* **Your objective**
Can you copy out, word for word, the stretch of the records below from the line containing "Expected: for each instance of the nose" through the line containing "x=782 y=278"?

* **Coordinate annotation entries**

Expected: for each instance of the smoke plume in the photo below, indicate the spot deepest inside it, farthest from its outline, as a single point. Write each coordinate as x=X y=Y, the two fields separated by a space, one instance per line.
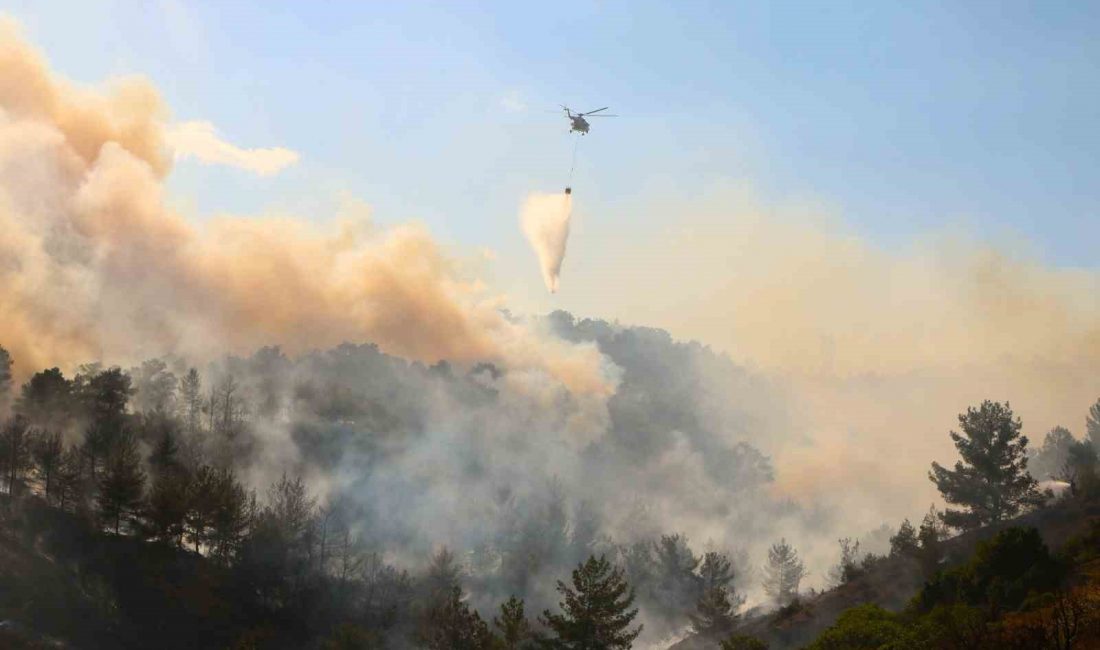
x=545 y=219
x=95 y=265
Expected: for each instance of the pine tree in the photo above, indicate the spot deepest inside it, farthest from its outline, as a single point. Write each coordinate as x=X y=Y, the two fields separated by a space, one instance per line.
x=15 y=459
x=47 y=400
x=230 y=516
x=743 y=642
x=783 y=573
x=165 y=455
x=596 y=609
x=715 y=615
x=1092 y=426
x=716 y=609
x=198 y=521
x=48 y=450
x=6 y=364
x=122 y=483
x=70 y=480
x=168 y=505
x=931 y=538
x=904 y=542
x=514 y=628
x=190 y=393
x=452 y=625
x=991 y=482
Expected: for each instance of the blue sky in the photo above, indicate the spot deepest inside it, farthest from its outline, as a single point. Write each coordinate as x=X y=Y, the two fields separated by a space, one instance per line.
x=904 y=117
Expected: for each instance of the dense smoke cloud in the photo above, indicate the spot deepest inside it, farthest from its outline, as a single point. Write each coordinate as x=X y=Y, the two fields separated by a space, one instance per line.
x=545 y=219
x=880 y=349
x=201 y=141
x=94 y=265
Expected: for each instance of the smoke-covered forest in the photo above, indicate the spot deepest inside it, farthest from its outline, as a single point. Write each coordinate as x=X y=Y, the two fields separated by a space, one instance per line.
x=349 y=498
x=303 y=345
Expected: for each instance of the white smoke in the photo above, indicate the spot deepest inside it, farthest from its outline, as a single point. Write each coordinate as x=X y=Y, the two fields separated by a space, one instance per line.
x=545 y=219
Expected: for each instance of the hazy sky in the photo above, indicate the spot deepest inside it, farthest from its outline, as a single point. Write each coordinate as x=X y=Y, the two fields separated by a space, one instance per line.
x=902 y=118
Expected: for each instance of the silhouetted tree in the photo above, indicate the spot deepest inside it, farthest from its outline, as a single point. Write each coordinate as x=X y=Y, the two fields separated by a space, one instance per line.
x=716 y=608
x=122 y=483
x=46 y=400
x=743 y=642
x=513 y=627
x=165 y=454
x=904 y=541
x=15 y=459
x=931 y=538
x=232 y=513
x=1049 y=459
x=452 y=625
x=848 y=568
x=70 y=485
x=154 y=387
x=47 y=451
x=6 y=364
x=442 y=576
x=168 y=505
x=991 y=482
x=677 y=584
x=596 y=613
x=190 y=400
x=783 y=573
x=103 y=395
x=1092 y=426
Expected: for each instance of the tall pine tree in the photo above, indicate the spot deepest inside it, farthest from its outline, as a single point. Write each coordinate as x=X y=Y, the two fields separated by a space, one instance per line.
x=121 y=483
x=716 y=609
x=783 y=573
x=596 y=613
x=991 y=482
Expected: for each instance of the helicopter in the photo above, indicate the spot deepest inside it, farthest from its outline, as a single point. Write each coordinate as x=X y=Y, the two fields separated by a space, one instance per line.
x=578 y=121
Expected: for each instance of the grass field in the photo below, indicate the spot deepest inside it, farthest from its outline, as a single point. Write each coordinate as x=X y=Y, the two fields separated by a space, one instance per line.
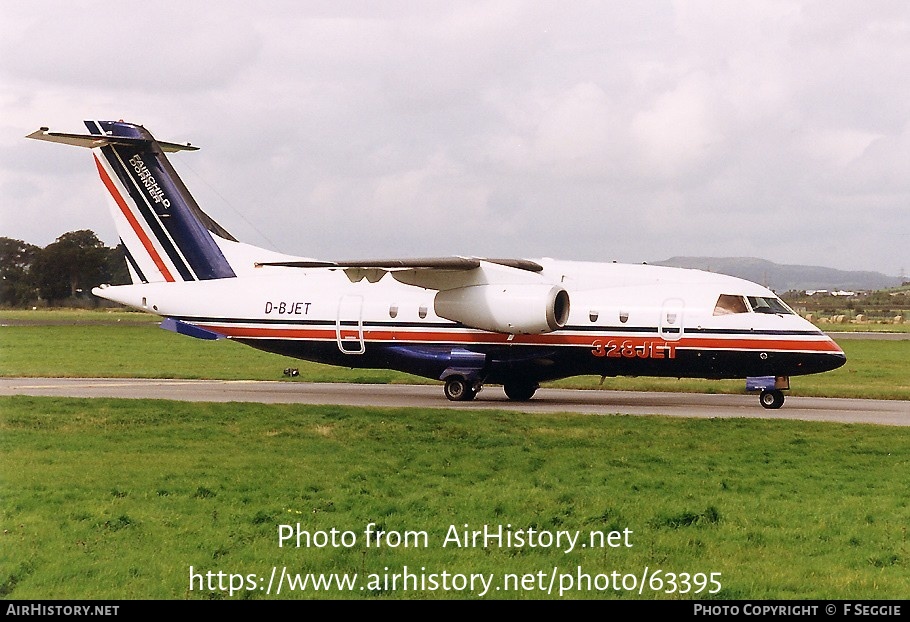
x=118 y=499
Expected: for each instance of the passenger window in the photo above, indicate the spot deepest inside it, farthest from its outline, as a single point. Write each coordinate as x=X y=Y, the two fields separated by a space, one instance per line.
x=728 y=304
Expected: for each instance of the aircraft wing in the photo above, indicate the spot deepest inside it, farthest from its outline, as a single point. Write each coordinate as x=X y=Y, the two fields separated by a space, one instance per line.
x=431 y=273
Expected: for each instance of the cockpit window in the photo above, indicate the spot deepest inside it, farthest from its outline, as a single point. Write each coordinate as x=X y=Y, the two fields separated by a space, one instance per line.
x=728 y=304
x=768 y=304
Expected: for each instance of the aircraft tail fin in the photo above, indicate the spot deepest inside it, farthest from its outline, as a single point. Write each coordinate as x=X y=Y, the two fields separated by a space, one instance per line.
x=166 y=235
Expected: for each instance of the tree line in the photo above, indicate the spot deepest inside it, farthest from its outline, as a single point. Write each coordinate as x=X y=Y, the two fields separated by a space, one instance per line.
x=62 y=273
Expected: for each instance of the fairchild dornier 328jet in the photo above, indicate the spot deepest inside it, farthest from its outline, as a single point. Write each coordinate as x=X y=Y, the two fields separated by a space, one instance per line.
x=465 y=321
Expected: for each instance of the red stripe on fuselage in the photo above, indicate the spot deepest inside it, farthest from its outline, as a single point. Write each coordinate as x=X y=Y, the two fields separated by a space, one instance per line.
x=137 y=228
x=552 y=339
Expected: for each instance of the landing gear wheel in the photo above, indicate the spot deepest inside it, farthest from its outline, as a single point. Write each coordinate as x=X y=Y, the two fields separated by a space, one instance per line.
x=773 y=398
x=520 y=391
x=459 y=389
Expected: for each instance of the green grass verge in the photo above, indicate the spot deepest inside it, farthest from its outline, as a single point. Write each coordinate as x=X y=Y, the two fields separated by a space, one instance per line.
x=78 y=344
x=117 y=499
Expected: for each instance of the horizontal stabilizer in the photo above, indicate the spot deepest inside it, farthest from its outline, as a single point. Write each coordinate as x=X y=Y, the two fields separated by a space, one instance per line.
x=91 y=141
x=431 y=263
x=182 y=328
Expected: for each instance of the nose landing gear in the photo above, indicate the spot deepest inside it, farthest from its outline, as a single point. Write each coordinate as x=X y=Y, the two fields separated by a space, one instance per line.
x=771 y=399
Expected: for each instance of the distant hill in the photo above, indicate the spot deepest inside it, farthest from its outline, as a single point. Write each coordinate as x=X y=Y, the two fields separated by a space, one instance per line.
x=782 y=278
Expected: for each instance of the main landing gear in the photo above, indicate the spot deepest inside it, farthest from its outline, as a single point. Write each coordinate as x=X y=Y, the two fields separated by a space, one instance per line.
x=461 y=389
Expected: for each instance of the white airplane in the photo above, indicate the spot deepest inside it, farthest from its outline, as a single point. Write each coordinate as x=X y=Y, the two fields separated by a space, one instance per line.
x=463 y=320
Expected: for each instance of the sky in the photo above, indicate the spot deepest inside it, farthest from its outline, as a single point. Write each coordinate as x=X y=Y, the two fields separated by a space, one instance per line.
x=596 y=131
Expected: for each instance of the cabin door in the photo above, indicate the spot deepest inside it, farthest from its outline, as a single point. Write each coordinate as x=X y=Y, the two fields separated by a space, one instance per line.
x=671 y=319
x=349 y=325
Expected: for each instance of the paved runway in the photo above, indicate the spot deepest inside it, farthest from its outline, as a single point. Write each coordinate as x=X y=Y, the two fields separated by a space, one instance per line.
x=884 y=412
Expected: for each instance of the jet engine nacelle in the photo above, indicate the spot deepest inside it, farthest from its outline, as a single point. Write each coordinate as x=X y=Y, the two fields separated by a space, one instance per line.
x=521 y=309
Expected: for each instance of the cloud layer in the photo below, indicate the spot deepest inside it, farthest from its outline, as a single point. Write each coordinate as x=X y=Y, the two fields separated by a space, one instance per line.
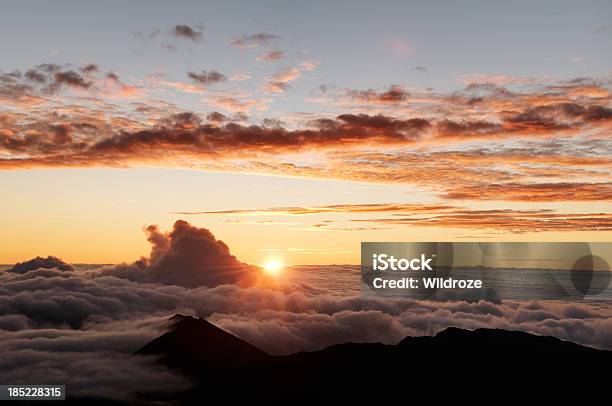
x=81 y=326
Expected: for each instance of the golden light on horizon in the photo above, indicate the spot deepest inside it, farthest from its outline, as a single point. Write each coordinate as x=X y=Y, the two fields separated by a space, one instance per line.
x=273 y=267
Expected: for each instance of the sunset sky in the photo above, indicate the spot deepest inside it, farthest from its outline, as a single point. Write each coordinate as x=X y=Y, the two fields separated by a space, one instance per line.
x=297 y=130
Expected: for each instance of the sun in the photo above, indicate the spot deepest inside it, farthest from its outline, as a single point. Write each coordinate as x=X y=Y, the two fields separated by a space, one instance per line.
x=273 y=267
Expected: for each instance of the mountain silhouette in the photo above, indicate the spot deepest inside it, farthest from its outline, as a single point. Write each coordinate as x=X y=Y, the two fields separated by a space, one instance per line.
x=195 y=346
x=217 y=360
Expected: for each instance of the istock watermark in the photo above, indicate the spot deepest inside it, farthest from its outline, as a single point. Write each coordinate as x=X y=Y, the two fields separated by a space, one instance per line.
x=490 y=271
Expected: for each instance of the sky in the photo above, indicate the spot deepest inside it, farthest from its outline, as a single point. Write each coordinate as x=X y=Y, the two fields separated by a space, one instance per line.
x=297 y=130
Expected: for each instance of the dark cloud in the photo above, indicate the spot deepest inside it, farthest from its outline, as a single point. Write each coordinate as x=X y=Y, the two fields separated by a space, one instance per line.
x=271 y=56
x=69 y=78
x=253 y=40
x=395 y=94
x=207 y=78
x=419 y=68
x=50 y=262
x=188 y=256
x=35 y=76
x=90 y=68
x=185 y=31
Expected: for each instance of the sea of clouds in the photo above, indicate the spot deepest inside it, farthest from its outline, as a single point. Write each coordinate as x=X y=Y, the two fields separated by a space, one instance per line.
x=81 y=328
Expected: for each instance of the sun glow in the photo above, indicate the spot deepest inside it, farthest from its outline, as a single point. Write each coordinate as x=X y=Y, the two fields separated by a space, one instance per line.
x=273 y=267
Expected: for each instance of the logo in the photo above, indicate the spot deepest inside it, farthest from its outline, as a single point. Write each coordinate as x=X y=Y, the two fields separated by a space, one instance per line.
x=385 y=262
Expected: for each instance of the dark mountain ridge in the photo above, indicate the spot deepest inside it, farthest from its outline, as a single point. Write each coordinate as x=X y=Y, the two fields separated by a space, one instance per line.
x=215 y=359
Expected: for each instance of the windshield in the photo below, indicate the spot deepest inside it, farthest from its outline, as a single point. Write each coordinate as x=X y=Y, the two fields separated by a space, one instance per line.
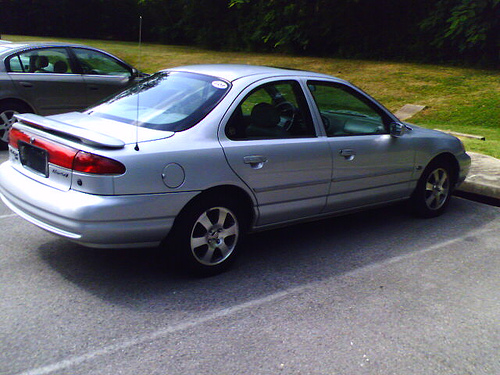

* **Solution to the exercise**
Expected: for each instance of the nose landing gear in the photo above, indicate the spot deepest inside it, farthest from its outline, as a single point. Write each coordinate as x=X y=Y, the two fields separated by a space, one instance per line.
x=771 y=399
Expected: for each instance of the distant hill in the photo above, indicate the spot deepest inside it, farthest from its outline, as a single point. Write each coordinate as x=X y=Y, the two fields separated by a space, one instance per line.
x=782 y=278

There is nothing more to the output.